_Task details_. Count the lines of the data below that contain the string "point" and give only that number.

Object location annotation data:

• • • • •

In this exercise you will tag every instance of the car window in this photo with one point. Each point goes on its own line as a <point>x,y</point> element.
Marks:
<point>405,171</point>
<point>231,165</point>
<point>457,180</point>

• • • • •

_Exercise output_. 4